Short exercise: Copy the material word for word, beginning at the line that contains "For each instance of the blue" and continuing through the end of the material.
━━━ Exercise materials
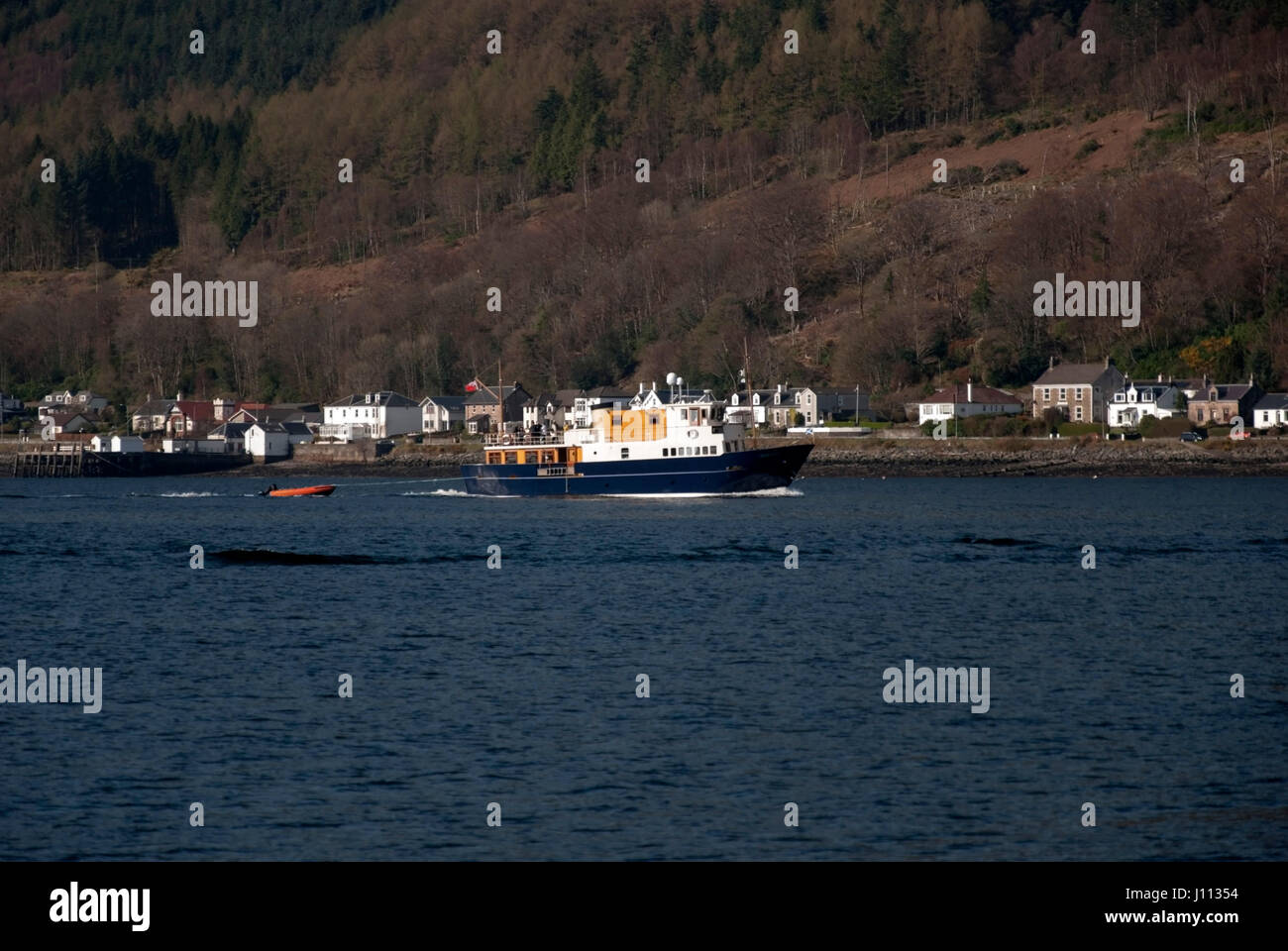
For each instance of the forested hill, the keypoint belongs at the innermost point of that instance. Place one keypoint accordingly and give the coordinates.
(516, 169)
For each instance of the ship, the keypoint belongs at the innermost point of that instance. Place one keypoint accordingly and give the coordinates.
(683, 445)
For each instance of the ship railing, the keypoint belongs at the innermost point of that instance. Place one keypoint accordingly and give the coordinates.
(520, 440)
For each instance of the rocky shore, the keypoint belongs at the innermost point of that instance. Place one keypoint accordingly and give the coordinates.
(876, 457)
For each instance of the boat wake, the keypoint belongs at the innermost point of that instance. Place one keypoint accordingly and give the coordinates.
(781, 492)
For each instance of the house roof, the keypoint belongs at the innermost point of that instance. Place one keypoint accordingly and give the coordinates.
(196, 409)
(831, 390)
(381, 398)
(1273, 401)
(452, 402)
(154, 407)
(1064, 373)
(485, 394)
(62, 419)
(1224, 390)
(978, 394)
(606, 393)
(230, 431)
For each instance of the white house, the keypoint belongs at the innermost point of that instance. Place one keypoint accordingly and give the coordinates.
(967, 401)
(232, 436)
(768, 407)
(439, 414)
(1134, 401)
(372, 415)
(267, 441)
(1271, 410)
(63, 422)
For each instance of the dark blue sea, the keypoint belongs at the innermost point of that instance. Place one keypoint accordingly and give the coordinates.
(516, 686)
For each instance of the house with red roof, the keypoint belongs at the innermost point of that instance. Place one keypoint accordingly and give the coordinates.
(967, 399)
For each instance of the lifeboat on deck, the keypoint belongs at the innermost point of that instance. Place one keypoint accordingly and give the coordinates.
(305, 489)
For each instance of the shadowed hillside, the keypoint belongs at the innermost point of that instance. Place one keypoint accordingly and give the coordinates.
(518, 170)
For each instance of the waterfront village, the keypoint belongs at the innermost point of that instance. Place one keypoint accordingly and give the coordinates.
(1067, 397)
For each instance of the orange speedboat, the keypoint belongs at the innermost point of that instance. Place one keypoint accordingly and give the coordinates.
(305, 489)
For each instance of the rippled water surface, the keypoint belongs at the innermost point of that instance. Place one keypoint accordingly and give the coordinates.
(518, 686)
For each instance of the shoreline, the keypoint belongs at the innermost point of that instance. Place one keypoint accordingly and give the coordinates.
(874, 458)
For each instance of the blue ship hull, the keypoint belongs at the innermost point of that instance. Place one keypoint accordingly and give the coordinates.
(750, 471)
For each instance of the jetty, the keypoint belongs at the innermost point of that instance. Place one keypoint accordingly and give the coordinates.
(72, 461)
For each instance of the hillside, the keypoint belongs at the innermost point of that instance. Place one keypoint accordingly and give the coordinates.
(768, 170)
━━━━━━
Full solution:
For each instance of the blue ship hull, the keypoint belongs at the innermost point of that instance. Place one keypoint accordingly and give the coordinates.
(750, 471)
For each instance of the jetty, the keypoint belongs at the innermost point of that instance. Place one keypoint accordingly and give the coordinates.
(72, 461)
For each instance of the hillside, the keypoint belongs at the innermost point of that instance. Place one keypoint accordingly and give the coordinates.
(768, 170)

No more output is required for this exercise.